▶ [REQUIRED TASKS]:
A – Copy verbatim the portion of the Valentine's Day article that opens with the words containing "The business of" and closes with "martyred Italian bishop.".
B – In the Valentine's Day article, in what year did Ash Wednesday and Valentine's Day last fall on the same date?

▶ [DOCUMENT SEGMENT]:

=== Section Start ===

The business of love


TODAY is the peak of the high season for restaurants, florists, cineplexes, taxicabs, jewelry stores, concert promoters, and the entire hospitality industry – especially hotels, resorts, and motels.

Valentine’s Day in the Philippines is celebrated with much hype, aping Western countries where it originated as a day to honor the Roman goddess of love, Juno, and later as a tribute to Saint Valentine, a martyred Italian bishop.

Based on the annual Mastercard Love Index released by the global payments technology firm, the “sentimental spending” of Filipino consumers during Valentine season rose 22% from 2015 to 2017. Over the same period, e-commerce or online shopping grew by 20% and the overall number of transactions jumped 36%.

This year, the day of hearts falls on Ash Wednesday. Our predominantly Catholic nation marks the start of the Lenten season by fasting, abstinence from meat, and having their foreheads smeared with ashes. Other Christian denominations around the world likewise observe such rituals and practices of sacrifice.

But it’s also the first time in 73 years that the solemn religious “holy day” and the unofficial secular “holiday” are on the same date. Last time it happened was in 1945, right after the catastrophic Liberation of Manila toward the end of World War Two.

How would Filipinos reconcile these two extremes of feasting and fasting? And will the so-called love businesses’ profits get affected this year? Abangan!

=== Section End ===

[Collected data entries]
=== Section Start ===

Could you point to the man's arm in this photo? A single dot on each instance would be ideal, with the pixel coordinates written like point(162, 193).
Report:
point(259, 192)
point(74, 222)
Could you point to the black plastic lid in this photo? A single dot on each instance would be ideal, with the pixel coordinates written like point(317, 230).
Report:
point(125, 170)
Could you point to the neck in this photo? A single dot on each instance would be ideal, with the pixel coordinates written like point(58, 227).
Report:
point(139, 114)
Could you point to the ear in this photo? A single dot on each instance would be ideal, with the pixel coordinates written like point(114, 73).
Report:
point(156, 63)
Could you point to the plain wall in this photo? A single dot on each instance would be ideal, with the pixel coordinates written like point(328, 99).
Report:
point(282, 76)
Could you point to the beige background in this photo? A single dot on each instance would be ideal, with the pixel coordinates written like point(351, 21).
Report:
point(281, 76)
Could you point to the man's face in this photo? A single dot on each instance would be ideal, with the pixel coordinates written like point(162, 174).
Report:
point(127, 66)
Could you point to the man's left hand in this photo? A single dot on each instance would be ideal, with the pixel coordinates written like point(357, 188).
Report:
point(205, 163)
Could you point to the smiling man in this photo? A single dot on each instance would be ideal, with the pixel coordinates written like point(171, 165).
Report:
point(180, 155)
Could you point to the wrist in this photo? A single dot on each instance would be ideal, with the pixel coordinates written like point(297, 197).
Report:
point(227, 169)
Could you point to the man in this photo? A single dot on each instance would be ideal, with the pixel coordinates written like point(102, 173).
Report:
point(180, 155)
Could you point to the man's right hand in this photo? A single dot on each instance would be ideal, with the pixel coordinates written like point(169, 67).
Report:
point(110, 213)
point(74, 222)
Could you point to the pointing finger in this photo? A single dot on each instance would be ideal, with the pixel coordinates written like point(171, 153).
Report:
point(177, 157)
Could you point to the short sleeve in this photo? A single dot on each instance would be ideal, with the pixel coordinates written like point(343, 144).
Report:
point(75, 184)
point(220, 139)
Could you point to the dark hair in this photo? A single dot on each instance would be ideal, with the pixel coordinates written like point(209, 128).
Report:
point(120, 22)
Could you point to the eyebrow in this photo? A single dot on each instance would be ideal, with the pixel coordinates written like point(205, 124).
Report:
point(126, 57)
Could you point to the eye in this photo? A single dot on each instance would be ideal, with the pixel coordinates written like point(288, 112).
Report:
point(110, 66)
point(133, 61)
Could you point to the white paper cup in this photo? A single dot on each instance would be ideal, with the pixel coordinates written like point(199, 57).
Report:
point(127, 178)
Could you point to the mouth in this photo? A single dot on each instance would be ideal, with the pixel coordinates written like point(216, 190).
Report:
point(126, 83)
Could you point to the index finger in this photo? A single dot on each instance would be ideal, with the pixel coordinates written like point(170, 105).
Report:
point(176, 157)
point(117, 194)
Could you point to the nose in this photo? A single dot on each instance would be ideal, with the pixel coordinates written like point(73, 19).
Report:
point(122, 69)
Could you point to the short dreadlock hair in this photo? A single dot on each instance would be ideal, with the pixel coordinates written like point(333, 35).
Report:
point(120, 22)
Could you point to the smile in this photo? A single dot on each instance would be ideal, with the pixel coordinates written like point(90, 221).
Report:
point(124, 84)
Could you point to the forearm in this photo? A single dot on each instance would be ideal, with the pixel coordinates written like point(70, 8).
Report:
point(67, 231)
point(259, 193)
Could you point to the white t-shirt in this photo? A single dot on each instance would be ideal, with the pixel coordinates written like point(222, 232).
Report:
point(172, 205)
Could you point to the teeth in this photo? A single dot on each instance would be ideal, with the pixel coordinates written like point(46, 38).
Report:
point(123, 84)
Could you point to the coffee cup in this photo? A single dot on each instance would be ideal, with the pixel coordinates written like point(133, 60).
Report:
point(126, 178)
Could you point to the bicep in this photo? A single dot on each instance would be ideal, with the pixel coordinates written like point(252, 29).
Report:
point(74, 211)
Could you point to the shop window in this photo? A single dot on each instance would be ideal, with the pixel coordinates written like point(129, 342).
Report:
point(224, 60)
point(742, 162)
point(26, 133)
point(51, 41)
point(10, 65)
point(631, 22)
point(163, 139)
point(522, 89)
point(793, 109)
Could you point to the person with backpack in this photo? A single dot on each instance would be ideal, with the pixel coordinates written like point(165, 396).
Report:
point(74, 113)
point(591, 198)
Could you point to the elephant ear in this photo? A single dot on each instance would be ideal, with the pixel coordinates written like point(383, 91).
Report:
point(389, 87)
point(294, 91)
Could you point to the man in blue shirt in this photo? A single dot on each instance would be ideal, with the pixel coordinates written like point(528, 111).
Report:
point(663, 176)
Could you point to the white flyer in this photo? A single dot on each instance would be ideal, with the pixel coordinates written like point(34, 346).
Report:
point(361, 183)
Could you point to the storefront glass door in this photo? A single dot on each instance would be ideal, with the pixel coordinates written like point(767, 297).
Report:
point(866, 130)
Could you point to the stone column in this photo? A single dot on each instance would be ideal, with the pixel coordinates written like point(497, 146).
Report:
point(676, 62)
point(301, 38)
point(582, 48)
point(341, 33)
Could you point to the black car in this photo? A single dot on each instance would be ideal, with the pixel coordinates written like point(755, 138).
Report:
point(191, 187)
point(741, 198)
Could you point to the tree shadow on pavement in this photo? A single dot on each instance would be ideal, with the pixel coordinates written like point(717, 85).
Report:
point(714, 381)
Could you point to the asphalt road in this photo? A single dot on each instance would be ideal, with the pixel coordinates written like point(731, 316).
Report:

=== Section End ===

▶ [RESULTS IN ORDER]:
A –
The business of love


TODAY is the peak of the high season for restaurants, florists, cineplexes, taxicabs, jewelry stores, concert promoters, and the entire hospitality industry – especially hotels, resorts, and motels.

Valentine’s Day in the Philippines is celebrated with much hype, aping Western countries where it originated as a day to honor the Roman goddess of love, Juno, and later as a tribute to Saint Valentine, a martyred Italian bishop.

B – 1945